Задания:
1. Выпишите из текста о Рамо и Руссо фрагмент, начиная со слов «Рамо принял приглашение» и заканчивая словами «битвы была готова.».
2. Определите, соответствуют ли тексту о Рамо и Руссо следующие утверждения. Ответ на каждое подтвердите точной цитатой из текста.
(a) Позже Руссо признал, что его произведение получилось неровным.
(b) Рамо считал ценными все фрагменты произведения Руссо.
(c) Руссо утверждал, что оперы Рамо и Люлли уступают итальянским, потому что исполняются на французском языке.

───── Исходный текст

Рамо принял приглашение услышать готовое произведение с некоторыми сомнениями, и задним числом кажется, что лучше бы ему было остаться дома. “С первых же тактов, – вспоминал Руссо, – Рамо с помощью невероятных похвал дал понять, что эта музыка просто не может быть моей. Каждый фрагмент сопровождался его нетерпеливыми знаками… Он обращался ко мне со злобой, которая скандализовала всех, утверждая, что отрывок, который прозвучал только что, принадлежит состоявшемуся артисту, а все остальное – невеже, который ничего не знает о музыке… ” Позже Руссо признал, что произведение получилось неровным. Но Рамо последовательно унижал его, утверждая, что только фрагменты, отредактированные Филидором, имеют какую-либо ценность. Философ не мог так этого оставить и стал ждать возможности спасти свою гордость. Сцена для грандиозной битвы была готова.
Самым оглушительным ударом со стороны Руссо стало провокативное “Письмо о французской музыке”, запустившее процесс, известный как “война буффонов”, продолжительный спор о сравнительных достоинствах французской и итальянской оперы (дополнительные очки философ заработал своими музыкальными статьями для “Энциклопедии” Дидро и д’Аламбера). Руссо заявлял, что оперы Рамо и его предшественника Люлли уступают итальянским уже тем, что исполняются на французском языке. Французский повсеместно использовался в повседневном общении, тогда как латынь была языком интеллектуальных изысканий (в самом деле, сообщалось, что даже прусский император Фридрих Великий отказывался говорить на немецком с кем-либо, кроме своих лошадей, и то лишь в стойлах и без свидетелей). Как язык разума, французский подходил лишь для разумных вещей – и, следовательно, был категорически немузыкальным. Нежные, певучие интонации итальянского куда лучше годились для выражения чувств.

──────────
───── Представленные материалы

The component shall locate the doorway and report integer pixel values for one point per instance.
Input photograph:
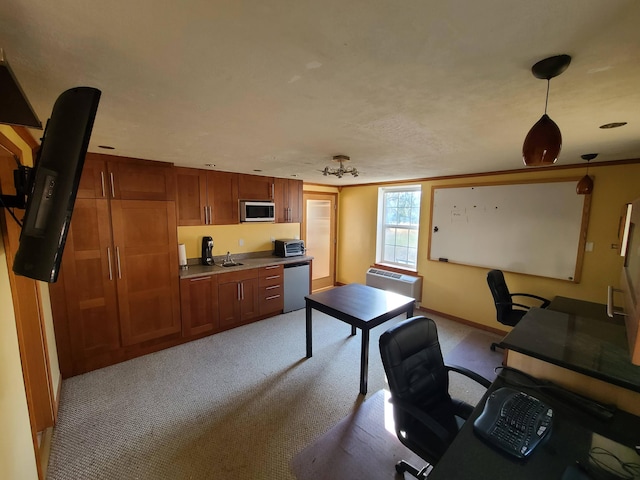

──────────

Ответы к заданиям:
1.
Рамо принял приглашение услышать готовое произведение с некоторыми сомнениями, и задним числом кажется, что лучше бы ему было остаться дома. “С первых же тактов, – вспоминал Руссо, – Рамо с помощью невероятных похвал дал понять, что эта музыка просто не может быть моей. Каждый фрагмент сопровождался его нетерпеливыми знаками… Он обращался ко мне со злобой, которая скандализовала всех, утверждая, что отрывок, который прозвучал только что, принадлежит состоявшемуся артисту, а все остальное – невеже, который ничего не знает о музыке… ” Позже Руссо признал, что произведение получилось неровным. Но Рамо последовательно унижал его, утверждая, что только фрагменты, отредактированные Филидором, имеют какую-либо ценность. Философ не мог так этого оставить и стал ждать возможности спасти свою гордость. Сцена для грандиозной битвы была готова.

2.
(a) Да: «Позже Руссо признал, что произведение получилось неровным».
(b) Нет: «только фрагменты, отредактированные Филидором, имеют какую-либо ценность».
(c) Да: «Руссо заявлял, что оперы Рамо и его предшественника Люлли уступают итальянским уже тем, что исполняются на французском языке».